## [WORK ORDER]
Count, in the entries below, the lines in which "step" occurs. Give the number, nothing more.

## [ENTRIES SUPPLIED]

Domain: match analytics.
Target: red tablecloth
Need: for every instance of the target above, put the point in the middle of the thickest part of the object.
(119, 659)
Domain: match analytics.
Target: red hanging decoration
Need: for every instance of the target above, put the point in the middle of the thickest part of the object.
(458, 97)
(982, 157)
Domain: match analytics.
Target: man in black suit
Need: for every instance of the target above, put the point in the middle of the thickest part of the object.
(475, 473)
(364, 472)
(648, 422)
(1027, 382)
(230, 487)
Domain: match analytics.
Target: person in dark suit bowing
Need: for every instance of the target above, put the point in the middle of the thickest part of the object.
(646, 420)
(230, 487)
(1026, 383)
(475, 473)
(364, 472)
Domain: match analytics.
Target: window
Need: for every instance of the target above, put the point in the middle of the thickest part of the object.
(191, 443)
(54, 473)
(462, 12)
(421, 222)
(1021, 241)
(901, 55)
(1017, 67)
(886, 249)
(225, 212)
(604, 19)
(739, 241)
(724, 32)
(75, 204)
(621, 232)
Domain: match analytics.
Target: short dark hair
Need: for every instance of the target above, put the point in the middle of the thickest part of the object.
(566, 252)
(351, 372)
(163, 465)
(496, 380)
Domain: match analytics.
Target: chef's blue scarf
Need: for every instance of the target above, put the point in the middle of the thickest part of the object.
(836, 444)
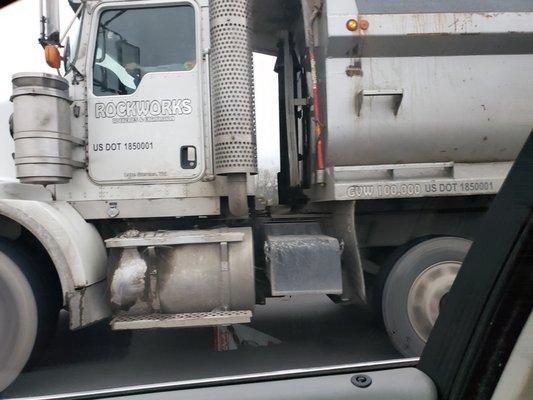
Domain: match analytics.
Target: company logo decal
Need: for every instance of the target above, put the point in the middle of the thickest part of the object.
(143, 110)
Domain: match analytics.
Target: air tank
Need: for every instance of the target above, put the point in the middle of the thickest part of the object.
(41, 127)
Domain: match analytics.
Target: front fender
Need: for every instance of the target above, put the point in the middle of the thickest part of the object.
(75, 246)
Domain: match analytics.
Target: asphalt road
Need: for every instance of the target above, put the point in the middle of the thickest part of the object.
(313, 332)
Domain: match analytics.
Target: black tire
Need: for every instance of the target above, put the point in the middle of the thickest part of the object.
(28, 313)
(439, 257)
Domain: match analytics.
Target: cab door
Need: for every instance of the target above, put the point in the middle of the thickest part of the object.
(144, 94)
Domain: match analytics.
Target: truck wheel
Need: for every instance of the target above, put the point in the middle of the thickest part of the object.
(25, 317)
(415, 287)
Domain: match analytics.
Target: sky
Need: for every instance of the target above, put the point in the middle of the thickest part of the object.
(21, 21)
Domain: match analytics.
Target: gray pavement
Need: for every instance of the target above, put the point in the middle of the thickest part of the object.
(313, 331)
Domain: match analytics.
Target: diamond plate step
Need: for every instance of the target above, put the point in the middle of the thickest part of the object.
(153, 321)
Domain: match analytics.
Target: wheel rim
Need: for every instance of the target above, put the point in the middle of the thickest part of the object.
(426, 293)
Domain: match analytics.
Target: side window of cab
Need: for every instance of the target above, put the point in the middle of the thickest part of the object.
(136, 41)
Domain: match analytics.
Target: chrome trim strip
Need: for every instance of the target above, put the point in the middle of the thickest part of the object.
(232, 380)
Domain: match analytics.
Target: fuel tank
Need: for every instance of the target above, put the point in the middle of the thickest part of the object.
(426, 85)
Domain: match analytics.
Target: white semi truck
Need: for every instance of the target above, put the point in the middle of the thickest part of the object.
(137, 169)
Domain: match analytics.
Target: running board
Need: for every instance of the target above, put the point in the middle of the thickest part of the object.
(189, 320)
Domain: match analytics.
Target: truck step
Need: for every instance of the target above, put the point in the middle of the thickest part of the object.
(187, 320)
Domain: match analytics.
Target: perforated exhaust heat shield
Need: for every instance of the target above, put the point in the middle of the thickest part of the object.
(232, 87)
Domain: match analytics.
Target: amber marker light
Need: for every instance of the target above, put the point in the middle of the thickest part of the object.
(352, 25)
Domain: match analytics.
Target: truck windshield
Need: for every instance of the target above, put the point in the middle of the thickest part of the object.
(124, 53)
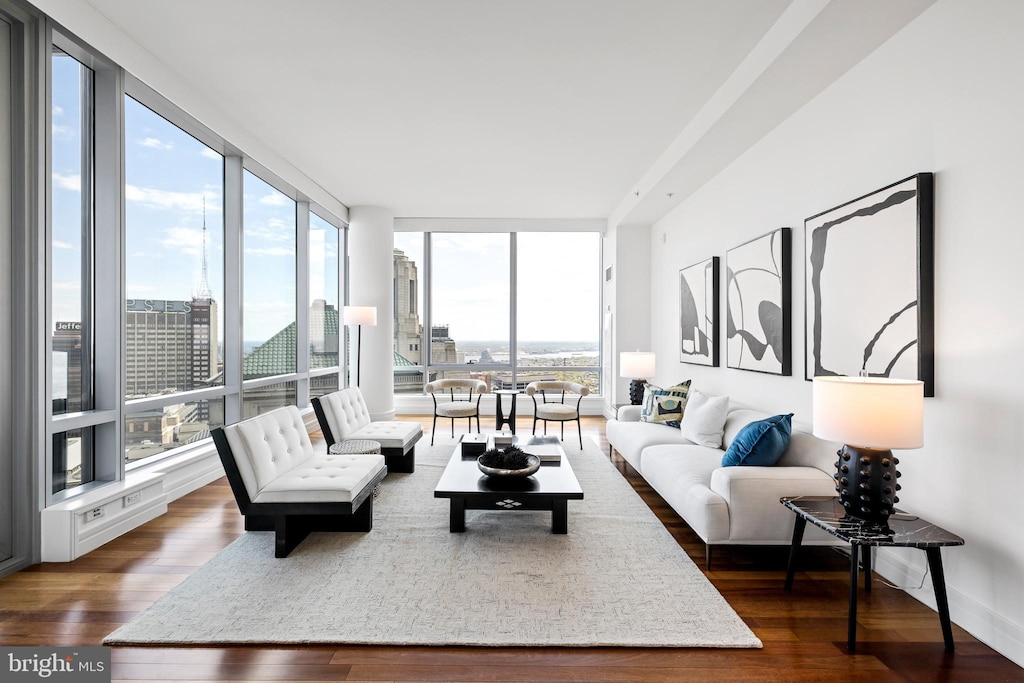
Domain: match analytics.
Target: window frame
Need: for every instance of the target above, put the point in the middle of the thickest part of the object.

==

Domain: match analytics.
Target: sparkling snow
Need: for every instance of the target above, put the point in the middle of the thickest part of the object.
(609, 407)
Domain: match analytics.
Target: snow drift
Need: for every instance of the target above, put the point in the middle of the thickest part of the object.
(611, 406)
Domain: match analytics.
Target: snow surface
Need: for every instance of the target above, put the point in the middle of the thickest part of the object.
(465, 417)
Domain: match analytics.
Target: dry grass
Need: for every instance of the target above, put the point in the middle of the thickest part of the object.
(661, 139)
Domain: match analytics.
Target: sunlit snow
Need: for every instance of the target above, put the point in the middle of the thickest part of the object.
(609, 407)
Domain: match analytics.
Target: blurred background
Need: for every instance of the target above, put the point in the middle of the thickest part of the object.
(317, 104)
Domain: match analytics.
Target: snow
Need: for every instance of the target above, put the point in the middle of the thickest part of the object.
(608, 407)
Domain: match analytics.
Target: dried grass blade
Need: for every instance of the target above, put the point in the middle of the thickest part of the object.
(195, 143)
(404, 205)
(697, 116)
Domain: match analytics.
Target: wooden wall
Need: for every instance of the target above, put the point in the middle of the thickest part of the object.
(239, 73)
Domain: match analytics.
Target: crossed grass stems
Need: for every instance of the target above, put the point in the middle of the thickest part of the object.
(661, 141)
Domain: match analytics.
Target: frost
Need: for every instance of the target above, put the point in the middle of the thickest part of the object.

## [RESPONSE]
2